§ **Work item**
Answer from the post on the mallard die-off:
1. What number of dead mallards had been reached by Wednesday afternoon?
2. What cause did state veterinarians' preliminary findings suggest for the deaths?
3. Where and in what year did the only roughly equivalent recent mallard die-off occur, and what killed those ducks?

§ **Text provided**
··········

Friday, December 29, 2006

Thousands of mallards dying

A lot of people have said, "What if you're wrong? What if all that manure being spread on the ground in the heart of an International Migratory Bird Flyway really doesn't hurt those birds at all?"

Frankly, I'm hoping I really AM WRONG. I'm praying that I am wrong.

In fact, I hope it isn't CAFO manure that caused the death of thousands of mallard ducks reported this month (Dec. 14/2006) in Idaho. QUOTE:
"Wildlife officials are calling the massive die-off alarming, with the number of dead mallards rising from 1,000 Tuesday to more than 2,000 by Wednesday afternoon." (link)
As I read the news article, this quote caught my eye:
"Preliminary findings by state veterinarians suggest the mallards succumbed to a bacterial infection, officials said. They said it was unclear why a similar outbreak had never before occurred in Idaho."
The U.S. Geological Survey's National Wildlife Health Center stated that the only mallard die-off roughly equivalent in recent years happened in Waterloo, Iowa in 2005, when 500 ducks died from a fungus.

Now, I know researchers will NOT implicate livestock manure in any way... I've noticed a trend where vetrinary scientists always do their best to NOT implicate livestock operations in most research of this nature. Hey, it's just my observations -- not fact. Who knows, maybe there are studies that prove otherwise.

But what I am saying, have said repeatedly, you can't keep dumping more and more tons of pathogen-laden manure on more and more and more ground throughout the USA and not expect something to happen -- sooner or later.

··········

§ **Given records**

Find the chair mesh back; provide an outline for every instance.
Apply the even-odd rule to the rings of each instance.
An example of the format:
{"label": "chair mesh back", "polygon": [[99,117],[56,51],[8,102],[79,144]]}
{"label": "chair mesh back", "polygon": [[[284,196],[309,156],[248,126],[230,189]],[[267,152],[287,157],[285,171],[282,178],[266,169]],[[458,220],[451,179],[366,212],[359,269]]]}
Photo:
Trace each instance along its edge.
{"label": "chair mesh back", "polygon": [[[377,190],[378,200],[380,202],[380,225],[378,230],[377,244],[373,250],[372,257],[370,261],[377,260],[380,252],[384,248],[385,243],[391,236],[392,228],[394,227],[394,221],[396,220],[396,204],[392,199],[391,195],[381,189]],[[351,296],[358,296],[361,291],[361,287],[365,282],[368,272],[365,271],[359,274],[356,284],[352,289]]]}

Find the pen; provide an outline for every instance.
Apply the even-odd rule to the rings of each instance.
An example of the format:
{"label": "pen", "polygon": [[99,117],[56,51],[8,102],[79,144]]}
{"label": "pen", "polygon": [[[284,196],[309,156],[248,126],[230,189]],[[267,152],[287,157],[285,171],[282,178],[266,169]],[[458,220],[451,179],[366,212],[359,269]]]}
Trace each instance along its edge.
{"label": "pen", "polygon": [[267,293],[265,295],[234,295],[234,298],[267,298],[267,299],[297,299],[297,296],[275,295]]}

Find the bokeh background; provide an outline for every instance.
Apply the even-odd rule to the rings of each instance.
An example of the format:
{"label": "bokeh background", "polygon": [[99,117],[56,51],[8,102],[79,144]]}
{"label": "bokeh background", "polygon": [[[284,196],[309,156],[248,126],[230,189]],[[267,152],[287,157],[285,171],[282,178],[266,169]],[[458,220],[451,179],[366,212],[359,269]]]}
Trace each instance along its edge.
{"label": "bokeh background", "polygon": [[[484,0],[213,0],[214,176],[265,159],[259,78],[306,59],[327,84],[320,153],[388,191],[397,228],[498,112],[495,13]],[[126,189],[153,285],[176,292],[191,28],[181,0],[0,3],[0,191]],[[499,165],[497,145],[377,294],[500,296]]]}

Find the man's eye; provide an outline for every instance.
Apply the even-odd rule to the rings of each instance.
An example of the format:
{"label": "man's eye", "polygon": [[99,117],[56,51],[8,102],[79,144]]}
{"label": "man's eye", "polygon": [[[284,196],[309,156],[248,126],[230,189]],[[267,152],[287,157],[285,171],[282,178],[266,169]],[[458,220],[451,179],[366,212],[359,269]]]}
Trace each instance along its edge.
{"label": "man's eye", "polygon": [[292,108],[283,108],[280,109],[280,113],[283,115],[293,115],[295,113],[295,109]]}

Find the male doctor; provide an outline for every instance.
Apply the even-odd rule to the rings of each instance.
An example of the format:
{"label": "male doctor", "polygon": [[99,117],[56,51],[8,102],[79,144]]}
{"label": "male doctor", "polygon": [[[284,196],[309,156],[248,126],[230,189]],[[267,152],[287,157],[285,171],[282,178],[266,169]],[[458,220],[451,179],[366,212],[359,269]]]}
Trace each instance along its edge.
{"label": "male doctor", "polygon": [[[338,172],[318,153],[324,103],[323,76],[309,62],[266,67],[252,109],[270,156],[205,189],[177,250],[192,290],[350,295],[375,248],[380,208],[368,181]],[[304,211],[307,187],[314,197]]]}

··········

§ **Solution to the exercise**
1. More than 2,000.
2. A bacterial infection.
3. Waterloo, Iowa, in 2005. A fungus killed 500 ducks.